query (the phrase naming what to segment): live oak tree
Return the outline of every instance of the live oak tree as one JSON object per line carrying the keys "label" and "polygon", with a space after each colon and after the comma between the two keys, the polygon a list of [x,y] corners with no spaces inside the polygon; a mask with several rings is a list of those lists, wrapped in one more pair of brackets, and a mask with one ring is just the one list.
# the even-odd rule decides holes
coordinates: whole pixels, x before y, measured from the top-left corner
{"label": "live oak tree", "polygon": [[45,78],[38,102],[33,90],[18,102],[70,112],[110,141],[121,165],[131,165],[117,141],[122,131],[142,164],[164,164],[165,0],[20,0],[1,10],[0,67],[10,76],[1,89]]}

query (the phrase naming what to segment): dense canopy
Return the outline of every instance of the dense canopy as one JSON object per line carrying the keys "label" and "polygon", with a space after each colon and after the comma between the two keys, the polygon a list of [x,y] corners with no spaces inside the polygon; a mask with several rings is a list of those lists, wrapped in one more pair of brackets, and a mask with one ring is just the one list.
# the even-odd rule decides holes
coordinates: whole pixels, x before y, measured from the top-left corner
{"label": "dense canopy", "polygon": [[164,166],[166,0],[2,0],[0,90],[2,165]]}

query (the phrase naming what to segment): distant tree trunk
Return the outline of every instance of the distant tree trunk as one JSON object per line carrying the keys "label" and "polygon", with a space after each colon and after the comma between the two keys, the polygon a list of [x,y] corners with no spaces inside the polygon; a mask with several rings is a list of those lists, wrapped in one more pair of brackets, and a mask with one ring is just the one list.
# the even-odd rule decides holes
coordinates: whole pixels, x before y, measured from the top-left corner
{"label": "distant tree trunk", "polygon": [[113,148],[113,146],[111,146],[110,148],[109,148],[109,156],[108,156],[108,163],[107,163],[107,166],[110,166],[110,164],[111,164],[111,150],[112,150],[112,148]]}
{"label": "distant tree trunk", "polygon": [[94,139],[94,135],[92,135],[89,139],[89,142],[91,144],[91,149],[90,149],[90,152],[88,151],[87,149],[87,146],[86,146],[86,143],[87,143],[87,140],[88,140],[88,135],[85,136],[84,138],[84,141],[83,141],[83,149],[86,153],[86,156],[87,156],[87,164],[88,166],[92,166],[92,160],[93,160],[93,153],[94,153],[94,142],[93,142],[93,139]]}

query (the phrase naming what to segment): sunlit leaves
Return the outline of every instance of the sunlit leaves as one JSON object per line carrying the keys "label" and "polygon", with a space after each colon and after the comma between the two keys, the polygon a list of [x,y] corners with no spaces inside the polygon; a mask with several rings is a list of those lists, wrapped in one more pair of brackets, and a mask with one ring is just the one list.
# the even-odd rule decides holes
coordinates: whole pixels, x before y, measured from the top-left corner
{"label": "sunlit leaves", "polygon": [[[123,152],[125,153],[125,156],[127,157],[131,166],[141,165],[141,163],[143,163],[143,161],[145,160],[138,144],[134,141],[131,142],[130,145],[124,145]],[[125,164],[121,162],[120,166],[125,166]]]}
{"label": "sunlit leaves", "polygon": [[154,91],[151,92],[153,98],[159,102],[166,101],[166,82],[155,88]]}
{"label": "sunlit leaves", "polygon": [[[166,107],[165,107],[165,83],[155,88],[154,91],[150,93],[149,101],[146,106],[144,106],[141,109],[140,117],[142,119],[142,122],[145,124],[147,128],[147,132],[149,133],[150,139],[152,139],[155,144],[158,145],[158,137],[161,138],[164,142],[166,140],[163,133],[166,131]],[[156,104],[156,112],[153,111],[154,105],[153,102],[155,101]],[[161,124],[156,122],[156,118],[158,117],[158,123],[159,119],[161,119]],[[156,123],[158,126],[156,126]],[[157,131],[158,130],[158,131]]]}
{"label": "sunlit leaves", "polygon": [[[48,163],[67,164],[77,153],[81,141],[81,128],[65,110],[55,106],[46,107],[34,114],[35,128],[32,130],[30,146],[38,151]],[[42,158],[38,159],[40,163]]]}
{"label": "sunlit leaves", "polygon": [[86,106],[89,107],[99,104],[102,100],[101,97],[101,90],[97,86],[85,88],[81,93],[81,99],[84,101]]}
--
§ **Exercise aim**
Please, starting with the first line of the material above, write out each line exactly and finish on the line that includes "query (the phrase naming what to segment): distant".

§ **Response to this task**
query (the phrase naming what to segment): live oak tree
Return the outline of every instance of the live oak tree as one JSON object per line carrying the keys "label" and "polygon", with a space after each colon and after the comma between the two keys, the polygon a list of [x,y] corners with no spaces inside the polygon; a mask with several rings is a list of those lists, wrapped in one more pair of brackets, and a mask with one ring is just the one list.
# the even-odd rule decides holes
coordinates: whole pixels, x before y, measured from the top-left corner
{"label": "live oak tree", "polygon": [[45,78],[38,102],[33,90],[18,102],[70,112],[110,141],[121,165],[131,165],[117,141],[122,131],[142,164],[164,164],[165,0],[20,0],[1,10],[0,67],[10,76],[1,89]]}

query (the phrase naming what to segment): dense canopy
Return the outline of every instance of the dense canopy as one JSON object per line carrying the keys "label" and "polygon", with a space after each colon and after the comma between the two keys, the polygon a list of [x,y] corners with no spaces inside the polygon; a mask with several rings is a list of those lists, wrapped in one more pair of brackets, and a mask with one ring is just the one list.
# the even-odd rule decides holes
coordinates: whole pixels, x before y, measured from the top-left corner
{"label": "dense canopy", "polygon": [[164,166],[166,0],[2,0],[0,90],[2,165]]}

query (the phrase naming what to segment): distant tree trunk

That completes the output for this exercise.